Give the entries from the start through the line containing "255), (828, 275)]" as a two-column CSV with the columns entry and outline. Put one row per entry, with its text and its outline each in a single quoted field and line breaks replaced by spaces.

Region outline entries:

^^^^

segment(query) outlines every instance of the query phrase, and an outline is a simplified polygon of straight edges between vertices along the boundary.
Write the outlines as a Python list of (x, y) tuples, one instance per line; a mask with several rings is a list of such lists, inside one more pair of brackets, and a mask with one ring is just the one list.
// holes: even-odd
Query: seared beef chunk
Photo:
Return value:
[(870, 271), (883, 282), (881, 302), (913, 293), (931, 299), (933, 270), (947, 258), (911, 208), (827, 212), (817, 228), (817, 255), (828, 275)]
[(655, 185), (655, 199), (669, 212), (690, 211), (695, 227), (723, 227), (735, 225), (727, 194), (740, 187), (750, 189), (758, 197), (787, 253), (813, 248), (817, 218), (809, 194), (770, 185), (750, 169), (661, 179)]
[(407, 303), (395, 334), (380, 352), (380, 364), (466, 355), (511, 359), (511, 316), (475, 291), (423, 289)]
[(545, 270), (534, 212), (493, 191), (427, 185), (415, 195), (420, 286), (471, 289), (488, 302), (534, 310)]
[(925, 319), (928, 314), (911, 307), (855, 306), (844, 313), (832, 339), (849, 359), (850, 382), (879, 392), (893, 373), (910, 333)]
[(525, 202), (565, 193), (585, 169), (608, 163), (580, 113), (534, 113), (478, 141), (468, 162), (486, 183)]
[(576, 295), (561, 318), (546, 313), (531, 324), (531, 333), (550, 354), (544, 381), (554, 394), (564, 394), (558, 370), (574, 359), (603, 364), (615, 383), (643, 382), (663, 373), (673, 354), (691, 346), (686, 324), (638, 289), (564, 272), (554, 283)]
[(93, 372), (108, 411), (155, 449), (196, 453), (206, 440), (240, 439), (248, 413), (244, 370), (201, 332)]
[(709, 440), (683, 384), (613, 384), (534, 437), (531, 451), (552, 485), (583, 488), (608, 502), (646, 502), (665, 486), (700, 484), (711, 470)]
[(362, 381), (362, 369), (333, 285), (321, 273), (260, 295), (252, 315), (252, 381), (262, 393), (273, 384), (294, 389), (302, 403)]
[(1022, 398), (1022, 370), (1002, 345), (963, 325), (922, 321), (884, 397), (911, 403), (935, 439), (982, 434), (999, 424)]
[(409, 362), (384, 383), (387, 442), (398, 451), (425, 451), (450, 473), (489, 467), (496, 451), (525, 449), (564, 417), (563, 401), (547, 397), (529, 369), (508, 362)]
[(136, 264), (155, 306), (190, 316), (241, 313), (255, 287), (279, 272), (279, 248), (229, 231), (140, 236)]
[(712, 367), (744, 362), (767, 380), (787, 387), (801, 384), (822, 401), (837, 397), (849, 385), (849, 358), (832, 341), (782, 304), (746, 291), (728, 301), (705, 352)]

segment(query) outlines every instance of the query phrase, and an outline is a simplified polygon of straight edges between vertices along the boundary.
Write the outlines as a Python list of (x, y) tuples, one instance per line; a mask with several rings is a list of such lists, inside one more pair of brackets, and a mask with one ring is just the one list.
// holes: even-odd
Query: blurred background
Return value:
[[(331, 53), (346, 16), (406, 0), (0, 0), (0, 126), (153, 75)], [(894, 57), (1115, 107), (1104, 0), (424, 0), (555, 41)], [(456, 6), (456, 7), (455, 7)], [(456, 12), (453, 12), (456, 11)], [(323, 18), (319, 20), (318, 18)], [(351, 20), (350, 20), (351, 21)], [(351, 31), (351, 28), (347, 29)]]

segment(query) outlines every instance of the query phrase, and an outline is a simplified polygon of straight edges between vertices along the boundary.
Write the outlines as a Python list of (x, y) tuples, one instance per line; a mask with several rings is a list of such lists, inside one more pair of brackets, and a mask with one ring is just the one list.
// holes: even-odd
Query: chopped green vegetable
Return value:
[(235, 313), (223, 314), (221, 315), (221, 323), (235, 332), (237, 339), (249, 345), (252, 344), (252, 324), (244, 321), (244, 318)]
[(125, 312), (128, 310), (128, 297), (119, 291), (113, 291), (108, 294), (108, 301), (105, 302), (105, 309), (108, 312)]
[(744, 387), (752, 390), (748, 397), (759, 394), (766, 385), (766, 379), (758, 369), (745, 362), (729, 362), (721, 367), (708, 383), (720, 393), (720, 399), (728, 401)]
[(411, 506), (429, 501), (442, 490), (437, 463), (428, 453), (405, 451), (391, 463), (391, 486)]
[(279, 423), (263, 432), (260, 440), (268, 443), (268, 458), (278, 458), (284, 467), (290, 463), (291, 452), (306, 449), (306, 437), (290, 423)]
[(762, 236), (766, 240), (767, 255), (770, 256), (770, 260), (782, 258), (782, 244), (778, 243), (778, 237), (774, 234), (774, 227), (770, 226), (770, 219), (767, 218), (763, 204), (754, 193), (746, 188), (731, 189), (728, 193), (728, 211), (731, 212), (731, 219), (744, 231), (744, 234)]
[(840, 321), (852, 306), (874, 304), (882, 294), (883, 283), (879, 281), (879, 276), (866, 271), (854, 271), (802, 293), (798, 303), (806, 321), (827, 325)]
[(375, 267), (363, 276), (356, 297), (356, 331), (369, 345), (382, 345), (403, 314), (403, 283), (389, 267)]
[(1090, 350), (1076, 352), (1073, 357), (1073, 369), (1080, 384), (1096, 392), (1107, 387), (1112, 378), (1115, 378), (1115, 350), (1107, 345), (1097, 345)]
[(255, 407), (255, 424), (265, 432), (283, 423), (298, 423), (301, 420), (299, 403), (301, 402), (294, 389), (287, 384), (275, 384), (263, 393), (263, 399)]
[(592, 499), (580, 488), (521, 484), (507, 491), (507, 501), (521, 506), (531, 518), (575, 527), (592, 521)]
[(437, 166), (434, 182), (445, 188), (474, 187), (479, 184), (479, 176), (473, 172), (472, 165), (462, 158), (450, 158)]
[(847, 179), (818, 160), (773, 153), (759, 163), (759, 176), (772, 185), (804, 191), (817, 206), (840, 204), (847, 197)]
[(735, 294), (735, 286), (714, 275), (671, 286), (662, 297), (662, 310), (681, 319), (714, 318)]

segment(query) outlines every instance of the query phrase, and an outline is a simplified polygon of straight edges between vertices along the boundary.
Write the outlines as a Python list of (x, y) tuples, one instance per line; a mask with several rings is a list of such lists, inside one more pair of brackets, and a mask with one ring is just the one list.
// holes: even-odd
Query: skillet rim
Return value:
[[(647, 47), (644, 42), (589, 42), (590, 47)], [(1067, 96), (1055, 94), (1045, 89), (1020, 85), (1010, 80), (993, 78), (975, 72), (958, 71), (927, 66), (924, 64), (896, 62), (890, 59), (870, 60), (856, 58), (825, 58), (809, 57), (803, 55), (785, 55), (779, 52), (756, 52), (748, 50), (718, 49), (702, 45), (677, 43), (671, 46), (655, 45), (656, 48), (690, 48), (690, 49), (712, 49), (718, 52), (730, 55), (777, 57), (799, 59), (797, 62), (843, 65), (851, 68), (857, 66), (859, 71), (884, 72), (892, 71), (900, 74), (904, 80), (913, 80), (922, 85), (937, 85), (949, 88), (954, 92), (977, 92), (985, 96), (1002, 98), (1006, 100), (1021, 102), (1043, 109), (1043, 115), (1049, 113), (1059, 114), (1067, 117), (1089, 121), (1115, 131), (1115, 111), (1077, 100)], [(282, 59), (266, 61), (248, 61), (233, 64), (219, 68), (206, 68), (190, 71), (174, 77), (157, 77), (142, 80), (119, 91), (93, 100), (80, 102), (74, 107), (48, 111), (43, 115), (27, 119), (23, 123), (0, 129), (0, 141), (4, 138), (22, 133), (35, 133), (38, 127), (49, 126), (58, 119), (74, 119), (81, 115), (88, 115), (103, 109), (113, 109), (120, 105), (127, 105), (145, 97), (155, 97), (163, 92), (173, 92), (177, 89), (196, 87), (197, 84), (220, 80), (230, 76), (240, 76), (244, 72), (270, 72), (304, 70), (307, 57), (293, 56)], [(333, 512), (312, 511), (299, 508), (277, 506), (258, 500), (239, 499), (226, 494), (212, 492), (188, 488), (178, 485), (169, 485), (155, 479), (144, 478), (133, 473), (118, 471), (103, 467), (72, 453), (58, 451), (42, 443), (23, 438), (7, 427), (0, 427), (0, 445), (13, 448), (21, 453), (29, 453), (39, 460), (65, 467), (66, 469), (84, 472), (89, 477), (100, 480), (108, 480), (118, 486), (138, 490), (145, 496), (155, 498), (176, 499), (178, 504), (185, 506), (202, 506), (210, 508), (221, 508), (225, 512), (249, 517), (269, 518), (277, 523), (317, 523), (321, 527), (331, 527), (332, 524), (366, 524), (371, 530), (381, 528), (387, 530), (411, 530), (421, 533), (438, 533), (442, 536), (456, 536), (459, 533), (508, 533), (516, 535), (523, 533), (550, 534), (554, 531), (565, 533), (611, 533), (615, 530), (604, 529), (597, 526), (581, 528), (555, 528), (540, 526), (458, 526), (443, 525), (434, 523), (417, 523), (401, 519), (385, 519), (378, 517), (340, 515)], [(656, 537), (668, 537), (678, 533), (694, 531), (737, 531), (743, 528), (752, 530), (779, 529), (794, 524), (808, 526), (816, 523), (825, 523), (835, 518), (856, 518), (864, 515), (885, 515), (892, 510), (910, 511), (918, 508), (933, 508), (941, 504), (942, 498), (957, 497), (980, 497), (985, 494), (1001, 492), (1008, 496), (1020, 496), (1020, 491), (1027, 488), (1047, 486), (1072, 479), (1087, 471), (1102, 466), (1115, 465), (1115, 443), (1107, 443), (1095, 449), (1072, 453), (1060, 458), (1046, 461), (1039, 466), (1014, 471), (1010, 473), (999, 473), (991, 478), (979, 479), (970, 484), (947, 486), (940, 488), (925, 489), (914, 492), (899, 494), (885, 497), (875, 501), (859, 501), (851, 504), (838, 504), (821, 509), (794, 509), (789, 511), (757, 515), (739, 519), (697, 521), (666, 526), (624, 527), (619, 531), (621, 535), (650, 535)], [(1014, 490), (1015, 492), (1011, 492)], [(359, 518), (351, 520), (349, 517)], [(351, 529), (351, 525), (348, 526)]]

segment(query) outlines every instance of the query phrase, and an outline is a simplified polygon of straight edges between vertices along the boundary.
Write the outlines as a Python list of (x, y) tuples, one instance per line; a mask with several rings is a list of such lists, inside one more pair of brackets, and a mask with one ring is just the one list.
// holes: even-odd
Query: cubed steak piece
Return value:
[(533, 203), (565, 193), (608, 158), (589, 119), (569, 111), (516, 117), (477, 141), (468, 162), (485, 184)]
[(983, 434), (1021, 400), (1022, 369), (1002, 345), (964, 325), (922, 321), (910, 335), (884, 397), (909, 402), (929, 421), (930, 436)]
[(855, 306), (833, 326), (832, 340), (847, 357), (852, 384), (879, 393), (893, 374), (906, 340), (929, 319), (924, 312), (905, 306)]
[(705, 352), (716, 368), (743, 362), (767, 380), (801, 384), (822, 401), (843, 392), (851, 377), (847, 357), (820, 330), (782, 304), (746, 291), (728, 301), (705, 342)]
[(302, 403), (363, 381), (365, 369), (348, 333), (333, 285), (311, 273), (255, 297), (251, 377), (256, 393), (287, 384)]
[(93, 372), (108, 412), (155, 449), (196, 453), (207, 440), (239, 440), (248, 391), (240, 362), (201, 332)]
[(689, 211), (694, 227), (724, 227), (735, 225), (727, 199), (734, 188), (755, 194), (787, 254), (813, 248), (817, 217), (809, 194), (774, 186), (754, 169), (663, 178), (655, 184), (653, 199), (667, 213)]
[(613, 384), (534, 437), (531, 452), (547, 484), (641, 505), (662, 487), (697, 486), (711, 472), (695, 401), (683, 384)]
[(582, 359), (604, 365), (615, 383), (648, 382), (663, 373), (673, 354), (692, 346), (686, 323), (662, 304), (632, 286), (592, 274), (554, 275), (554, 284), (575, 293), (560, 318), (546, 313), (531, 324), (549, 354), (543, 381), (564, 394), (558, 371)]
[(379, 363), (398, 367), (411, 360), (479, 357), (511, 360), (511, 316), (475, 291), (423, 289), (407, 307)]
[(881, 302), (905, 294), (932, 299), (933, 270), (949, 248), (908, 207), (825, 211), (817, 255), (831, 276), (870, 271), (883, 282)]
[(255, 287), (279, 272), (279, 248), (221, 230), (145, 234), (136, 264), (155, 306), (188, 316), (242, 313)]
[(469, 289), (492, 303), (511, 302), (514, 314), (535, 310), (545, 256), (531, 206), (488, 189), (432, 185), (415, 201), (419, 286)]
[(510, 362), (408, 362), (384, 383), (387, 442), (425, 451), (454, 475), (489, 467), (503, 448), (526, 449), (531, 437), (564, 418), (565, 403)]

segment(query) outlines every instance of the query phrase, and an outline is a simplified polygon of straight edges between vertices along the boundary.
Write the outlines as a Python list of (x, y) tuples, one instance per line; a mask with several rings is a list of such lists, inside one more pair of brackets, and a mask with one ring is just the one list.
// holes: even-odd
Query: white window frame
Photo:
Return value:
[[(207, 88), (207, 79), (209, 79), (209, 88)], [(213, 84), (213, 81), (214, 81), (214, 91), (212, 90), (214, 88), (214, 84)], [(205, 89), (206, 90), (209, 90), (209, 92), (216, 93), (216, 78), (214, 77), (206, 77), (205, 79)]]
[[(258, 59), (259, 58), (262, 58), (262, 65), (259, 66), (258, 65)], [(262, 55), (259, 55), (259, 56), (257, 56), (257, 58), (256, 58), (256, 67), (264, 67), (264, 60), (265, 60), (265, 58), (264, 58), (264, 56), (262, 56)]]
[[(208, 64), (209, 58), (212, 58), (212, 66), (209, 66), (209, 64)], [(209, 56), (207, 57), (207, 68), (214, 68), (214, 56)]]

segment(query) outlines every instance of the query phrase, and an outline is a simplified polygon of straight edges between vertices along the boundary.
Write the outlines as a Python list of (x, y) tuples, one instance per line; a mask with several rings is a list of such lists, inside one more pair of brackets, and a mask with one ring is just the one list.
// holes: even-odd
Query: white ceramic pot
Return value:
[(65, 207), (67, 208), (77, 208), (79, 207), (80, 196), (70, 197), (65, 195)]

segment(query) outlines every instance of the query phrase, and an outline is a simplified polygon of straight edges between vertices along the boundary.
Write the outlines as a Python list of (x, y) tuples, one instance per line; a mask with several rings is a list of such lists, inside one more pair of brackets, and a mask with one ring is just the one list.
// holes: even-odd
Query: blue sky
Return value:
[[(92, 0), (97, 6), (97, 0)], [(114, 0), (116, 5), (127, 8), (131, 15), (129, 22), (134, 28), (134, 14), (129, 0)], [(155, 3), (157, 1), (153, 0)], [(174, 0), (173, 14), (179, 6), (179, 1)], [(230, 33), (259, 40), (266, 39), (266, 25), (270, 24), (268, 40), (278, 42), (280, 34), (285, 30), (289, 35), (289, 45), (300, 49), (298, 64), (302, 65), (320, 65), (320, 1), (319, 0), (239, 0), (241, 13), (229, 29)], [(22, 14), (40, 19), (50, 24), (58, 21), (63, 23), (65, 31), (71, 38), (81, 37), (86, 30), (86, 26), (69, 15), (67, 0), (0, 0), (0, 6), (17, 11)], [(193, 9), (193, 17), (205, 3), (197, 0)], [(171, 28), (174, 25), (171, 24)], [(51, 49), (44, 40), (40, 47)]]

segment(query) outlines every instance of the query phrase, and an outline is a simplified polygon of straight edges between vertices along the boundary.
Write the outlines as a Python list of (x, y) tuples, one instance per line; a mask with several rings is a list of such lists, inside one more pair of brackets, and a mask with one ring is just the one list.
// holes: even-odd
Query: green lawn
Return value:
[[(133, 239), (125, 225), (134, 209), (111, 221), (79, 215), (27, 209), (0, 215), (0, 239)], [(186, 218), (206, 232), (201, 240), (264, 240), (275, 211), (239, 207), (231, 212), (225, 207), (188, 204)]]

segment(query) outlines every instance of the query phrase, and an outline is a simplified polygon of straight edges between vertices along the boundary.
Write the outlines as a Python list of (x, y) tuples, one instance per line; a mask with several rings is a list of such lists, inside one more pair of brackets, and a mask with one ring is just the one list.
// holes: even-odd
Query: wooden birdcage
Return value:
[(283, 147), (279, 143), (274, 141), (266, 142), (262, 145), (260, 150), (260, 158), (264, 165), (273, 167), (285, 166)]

^^^^

— Answer to this exercise —
entry,outline
"segment(query) outlines every instance of the query phrase, and an outline is a simplified polygon of straight edges between vertices along the boundary. Write the outlines as a Python list of (x, y) tuples, one instance per line; a mask with several rings is a list of such lists, inside one more pair of brackets, and a mask with one ring is just the one list. // holes: even-odd Query: seared beef chunk Photo: Return value:","[(870, 271), (883, 282), (881, 302), (913, 293), (931, 299), (933, 270), (947, 258), (911, 208), (827, 212), (817, 228), (817, 255), (828, 275)]"